[Image point annotation entries]
################

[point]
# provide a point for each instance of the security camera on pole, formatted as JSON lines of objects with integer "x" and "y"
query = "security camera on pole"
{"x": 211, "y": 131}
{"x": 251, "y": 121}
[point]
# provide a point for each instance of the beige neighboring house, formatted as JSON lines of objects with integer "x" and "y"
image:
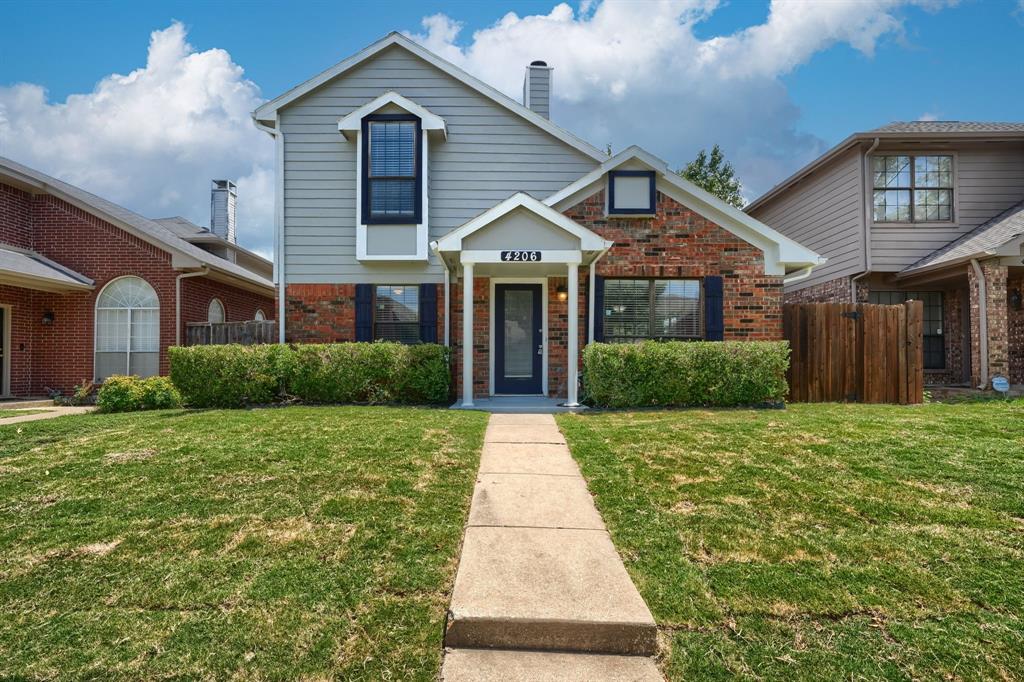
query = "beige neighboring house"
{"x": 930, "y": 210}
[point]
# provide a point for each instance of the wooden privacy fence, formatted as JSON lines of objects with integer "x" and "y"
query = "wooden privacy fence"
{"x": 855, "y": 352}
{"x": 246, "y": 333}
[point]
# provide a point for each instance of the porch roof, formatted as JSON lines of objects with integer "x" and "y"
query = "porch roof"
{"x": 31, "y": 270}
{"x": 520, "y": 223}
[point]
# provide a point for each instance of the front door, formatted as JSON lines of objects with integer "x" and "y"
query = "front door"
{"x": 518, "y": 338}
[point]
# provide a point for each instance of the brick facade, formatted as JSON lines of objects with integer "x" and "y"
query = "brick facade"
{"x": 60, "y": 355}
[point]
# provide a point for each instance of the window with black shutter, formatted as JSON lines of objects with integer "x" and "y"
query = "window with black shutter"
{"x": 391, "y": 170}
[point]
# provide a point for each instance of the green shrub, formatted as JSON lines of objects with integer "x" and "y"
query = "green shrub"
{"x": 343, "y": 373}
{"x": 681, "y": 374}
{"x": 229, "y": 376}
{"x": 120, "y": 393}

################

Transcribe the records above exactly as they appear, leaving out any pictures.

**Result**
[point]
# provide a point for each instance of the security camera on pole, formatted as JSON lines of objects with integer "x" and "y"
query = "security camera on pole"
{"x": 211, "y": 131}
{"x": 251, "y": 121}
[point]
# provide a point for each instance of the beige neighboring house, formatted as JSON lines of objects with integer "x" and "y"
image:
query = "beige neighboring house"
{"x": 930, "y": 210}
[point]
# provide a point for each instance of the wooden privacy fence, formatted as JSON lines of objects with integer "x" and "y"
query = "wooden privacy fence"
{"x": 855, "y": 352}
{"x": 246, "y": 333}
[point]
# provide a point for each instance of the porch roof, formatted as JSON lines of objects with integer "x" and "y"
query = "porch roof"
{"x": 31, "y": 270}
{"x": 520, "y": 223}
[point]
# provide a point for each instance of the front door, formatted as JSON lines of objects with integer "x" and "y"
query = "front door"
{"x": 518, "y": 338}
[point]
# provide a point for each instance of the brick facade, formatted as JSON lines of objects with integer "x" and "y"
query = "brick facade"
{"x": 60, "y": 355}
[point]
# provide a point for each instance of the window with black shutter, formatted as JSON lines of objects with integer "x" and "y"
query = "window with black shutter"
{"x": 391, "y": 170}
[point]
# provide a point for each instance of the green shrub, formatted as JSON lines of objects with integer "x" and "y"
query = "green shrub"
{"x": 343, "y": 373}
{"x": 681, "y": 374}
{"x": 229, "y": 376}
{"x": 120, "y": 393}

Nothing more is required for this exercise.